- [Aim of the task]
Quote exactly, and only, the lines from the one with "For the dataset, tag each instance of the concrete" through the end of the listing.

- [Information given]

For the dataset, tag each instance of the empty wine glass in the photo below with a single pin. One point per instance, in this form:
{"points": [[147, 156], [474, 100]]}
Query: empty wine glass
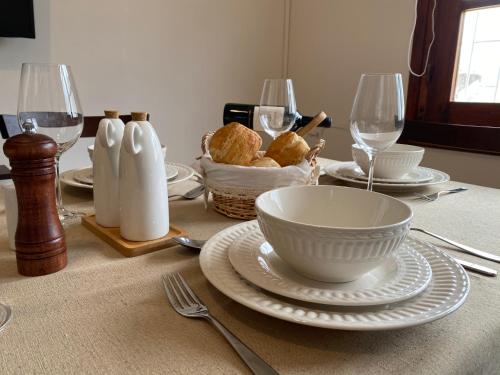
{"points": [[5, 315], [277, 109], [377, 116], [48, 100]]}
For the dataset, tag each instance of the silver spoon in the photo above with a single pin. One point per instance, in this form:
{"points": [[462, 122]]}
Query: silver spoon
{"points": [[191, 194], [188, 242]]}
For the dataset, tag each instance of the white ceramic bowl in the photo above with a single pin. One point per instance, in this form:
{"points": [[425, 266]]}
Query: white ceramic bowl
{"points": [[392, 163], [90, 150], [332, 233]]}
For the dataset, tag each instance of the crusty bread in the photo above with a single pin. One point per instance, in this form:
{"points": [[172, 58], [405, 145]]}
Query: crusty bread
{"points": [[288, 149], [234, 144], [265, 162]]}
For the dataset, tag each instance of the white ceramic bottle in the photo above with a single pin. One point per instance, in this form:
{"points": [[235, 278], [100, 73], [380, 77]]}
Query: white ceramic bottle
{"points": [[105, 161], [143, 184]]}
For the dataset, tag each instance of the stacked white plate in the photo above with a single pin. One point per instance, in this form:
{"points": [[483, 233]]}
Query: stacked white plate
{"points": [[420, 284], [82, 178], [419, 177]]}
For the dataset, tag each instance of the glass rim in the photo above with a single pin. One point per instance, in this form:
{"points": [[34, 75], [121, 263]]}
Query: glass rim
{"points": [[380, 74], [277, 79], [45, 64]]}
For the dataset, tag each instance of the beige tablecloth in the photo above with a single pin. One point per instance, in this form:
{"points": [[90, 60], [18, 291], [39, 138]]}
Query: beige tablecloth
{"points": [[107, 314]]}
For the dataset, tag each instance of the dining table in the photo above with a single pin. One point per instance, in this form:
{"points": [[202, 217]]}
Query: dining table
{"points": [[108, 314]]}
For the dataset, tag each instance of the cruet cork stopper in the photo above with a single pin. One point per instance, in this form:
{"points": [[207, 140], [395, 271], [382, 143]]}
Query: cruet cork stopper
{"points": [[111, 113], [139, 116]]}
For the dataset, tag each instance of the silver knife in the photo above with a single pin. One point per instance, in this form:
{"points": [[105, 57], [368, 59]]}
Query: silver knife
{"points": [[462, 247], [476, 267]]}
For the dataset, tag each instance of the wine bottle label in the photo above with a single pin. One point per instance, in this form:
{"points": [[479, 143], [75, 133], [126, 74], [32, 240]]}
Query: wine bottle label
{"points": [[276, 115]]}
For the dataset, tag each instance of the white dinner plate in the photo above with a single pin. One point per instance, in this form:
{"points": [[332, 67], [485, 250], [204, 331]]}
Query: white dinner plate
{"points": [[419, 174], [403, 276], [80, 177], [339, 170], [446, 292]]}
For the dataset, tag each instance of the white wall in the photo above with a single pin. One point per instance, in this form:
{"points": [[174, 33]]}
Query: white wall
{"points": [[332, 42], [179, 60]]}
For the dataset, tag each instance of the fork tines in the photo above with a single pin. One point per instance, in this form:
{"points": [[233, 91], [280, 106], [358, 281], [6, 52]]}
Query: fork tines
{"points": [[181, 296]]}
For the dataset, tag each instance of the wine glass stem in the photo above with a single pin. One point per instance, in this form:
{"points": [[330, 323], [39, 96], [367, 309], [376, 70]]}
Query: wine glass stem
{"points": [[371, 167], [60, 206]]}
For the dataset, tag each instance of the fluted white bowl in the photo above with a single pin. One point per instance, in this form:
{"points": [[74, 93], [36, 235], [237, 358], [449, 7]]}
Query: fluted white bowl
{"points": [[332, 233], [392, 163]]}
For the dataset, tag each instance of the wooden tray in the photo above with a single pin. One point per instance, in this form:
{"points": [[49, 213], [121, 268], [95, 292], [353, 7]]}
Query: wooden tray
{"points": [[131, 248]]}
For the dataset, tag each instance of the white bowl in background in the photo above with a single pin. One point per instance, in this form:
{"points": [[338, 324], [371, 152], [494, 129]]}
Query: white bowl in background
{"points": [[393, 163], [90, 150], [332, 233]]}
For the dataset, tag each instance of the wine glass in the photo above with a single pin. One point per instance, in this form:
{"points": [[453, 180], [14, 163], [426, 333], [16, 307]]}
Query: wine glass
{"points": [[277, 109], [377, 116], [49, 101]]}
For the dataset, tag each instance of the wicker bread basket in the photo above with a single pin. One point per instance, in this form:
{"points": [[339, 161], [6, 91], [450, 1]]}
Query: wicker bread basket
{"points": [[239, 202]]}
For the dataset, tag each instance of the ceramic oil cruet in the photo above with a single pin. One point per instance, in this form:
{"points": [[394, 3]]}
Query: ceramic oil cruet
{"points": [[106, 159], [143, 184]]}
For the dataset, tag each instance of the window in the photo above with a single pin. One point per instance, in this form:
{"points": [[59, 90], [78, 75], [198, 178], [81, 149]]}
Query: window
{"points": [[456, 105]]}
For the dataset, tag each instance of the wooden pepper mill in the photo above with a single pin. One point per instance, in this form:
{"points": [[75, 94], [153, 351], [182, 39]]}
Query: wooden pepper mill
{"points": [[40, 244]]}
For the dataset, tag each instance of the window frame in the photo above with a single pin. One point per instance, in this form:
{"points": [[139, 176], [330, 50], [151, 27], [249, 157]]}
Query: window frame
{"points": [[432, 119]]}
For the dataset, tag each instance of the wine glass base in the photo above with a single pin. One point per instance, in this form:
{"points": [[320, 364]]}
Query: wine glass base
{"points": [[5, 316]]}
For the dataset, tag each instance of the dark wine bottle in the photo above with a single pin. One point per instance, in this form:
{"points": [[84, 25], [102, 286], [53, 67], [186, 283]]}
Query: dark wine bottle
{"points": [[244, 114]]}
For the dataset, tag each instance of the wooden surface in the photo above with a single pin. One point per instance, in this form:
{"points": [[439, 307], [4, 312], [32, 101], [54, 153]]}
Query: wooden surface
{"points": [[40, 239], [131, 248]]}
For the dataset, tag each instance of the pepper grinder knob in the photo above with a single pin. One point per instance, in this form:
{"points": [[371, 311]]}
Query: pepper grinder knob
{"points": [[40, 241]]}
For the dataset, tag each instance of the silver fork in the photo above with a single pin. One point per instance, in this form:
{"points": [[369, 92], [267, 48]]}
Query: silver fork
{"points": [[187, 304], [434, 196]]}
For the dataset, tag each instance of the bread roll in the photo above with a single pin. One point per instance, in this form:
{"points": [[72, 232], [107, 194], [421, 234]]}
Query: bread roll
{"points": [[264, 162], [288, 149], [234, 144]]}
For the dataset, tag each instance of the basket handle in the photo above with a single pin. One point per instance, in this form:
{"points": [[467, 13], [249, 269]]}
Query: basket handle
{"points": [[205, 142], [313, 152]]}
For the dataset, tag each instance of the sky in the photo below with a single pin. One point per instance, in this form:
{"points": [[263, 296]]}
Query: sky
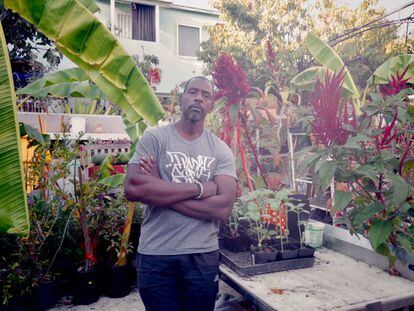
{"points": [[388, 4]]}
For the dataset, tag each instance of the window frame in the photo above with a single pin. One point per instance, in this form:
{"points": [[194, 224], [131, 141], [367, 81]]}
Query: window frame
{"points": [[157, 19], [178, 39]]}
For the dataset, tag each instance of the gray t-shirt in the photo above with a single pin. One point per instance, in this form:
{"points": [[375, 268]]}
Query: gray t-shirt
{"points": [[165, 231]]}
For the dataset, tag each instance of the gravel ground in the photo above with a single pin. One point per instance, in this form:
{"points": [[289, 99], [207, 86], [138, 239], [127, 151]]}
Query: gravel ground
{"points": [[226, 302]]}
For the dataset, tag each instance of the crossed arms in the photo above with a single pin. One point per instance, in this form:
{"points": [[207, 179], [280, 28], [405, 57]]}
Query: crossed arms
{"points": [[143, 184]]}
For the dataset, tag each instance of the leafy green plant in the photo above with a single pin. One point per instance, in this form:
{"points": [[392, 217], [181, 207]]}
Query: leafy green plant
{"points": [[256, 210], [369, 156]]}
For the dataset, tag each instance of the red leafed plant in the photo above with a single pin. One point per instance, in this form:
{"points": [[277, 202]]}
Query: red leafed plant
{"points": [[230, 80], [373, 167], [232, 84], [154, 76], [330, 115], [396, 84]]}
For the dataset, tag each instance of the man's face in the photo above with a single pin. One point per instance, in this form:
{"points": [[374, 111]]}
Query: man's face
{"points": [[196, 101]]}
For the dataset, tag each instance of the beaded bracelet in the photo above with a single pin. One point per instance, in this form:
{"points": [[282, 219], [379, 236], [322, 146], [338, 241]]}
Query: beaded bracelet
{"points": [[201, 189]]}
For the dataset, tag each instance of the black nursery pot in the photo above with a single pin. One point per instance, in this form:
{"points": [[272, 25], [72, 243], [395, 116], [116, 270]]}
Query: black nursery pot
{"points": [[44, 296], [306, 252], [237, 244], [85, 287], [290, 251], [118, 281], [264, 256]]}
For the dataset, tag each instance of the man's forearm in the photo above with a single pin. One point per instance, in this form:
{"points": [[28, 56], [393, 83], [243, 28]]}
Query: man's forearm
{"points": [[157, 192], [215, 207]]}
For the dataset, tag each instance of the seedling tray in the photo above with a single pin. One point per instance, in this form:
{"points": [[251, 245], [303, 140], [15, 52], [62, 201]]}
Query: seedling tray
{"points": [[242, 264]]}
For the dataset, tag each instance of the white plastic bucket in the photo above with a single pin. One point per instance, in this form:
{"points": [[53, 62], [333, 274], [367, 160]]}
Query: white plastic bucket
{"points": [[78, 125], [314, 234]]}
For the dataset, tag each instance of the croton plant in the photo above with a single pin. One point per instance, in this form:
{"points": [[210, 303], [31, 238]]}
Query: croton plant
{"points": [[370, 158]]}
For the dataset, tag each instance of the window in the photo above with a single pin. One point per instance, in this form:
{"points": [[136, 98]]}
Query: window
{"points": [[143, 22], [123, 29], [188, 40]]}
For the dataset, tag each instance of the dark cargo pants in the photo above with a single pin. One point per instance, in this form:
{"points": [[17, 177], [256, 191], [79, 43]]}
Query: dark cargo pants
{"points": [[178, 282]]}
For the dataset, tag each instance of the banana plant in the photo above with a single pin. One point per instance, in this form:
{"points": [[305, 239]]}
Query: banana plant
{"points": [[329, 60], [14, 215], [305, 81], [392, 67], [81, 37]]}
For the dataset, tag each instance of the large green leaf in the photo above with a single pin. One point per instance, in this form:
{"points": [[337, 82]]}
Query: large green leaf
{"points": [[380, 232], [90, 5], [360, 215], [63, 76], [113, 181], [305, 81], [73, 89], [14, 217], [81, 37], [325, 55], [326, 174], [342, 199], [391, 67], [399, 189]]}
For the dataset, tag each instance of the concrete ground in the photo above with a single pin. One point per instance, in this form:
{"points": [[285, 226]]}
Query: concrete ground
{"points": [[226, 302]]}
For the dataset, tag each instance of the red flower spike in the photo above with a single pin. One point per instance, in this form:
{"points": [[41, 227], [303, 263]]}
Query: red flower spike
{"points": [[395, 85], [230, 80], [329, 114], [271, 55]]}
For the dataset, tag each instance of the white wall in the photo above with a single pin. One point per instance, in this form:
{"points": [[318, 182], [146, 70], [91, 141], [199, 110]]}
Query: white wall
{"points": [[174, 69]]}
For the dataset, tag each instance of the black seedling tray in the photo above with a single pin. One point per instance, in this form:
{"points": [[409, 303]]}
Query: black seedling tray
{"points": [[242, 264]]}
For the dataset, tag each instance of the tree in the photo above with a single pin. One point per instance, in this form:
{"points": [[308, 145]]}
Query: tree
{"points": [[25, 40], [250, 24]]}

- [Task solution]
For the dataset, tag each instance of the concrete ground in the photo above with a single pin. One point per instance, in this form:
{"points": [[285, 226]]}
Query: concrete ground
{"points": [[226, 302]]}
For the dataset, tag each instance of the red flower spike in the photo above with a single pin. One point per instance, in this form:
{"points": [[41, 227], [303, 263]]}
Query: red flower spike
{"points": [[395, 85], [230, 80], [329, 114], [271, 55]]}
For the dataset, tag each instance of the white wall in the photo above with a single pin. One point per instance, in this form:
{"points": [[318, 182], [146, 70], [91, 141], [199, 110]]}
Query: white wall
{"points": [[174, 69]]}
For the dataset, tag each instance of the black seedling tray in the photo above with a single pin. One point per instance, in this form:
{"points": [[409, 303]]}
Query: black seedling tray
{"points": [[242, 264]]}
For the dataset, tag each instance of the tree in the photo above with a single pin. One point per instance, in this form:
{"points": [[308, 145]]}
Query: tree
{"points": [[25, 40], [250, 24]]}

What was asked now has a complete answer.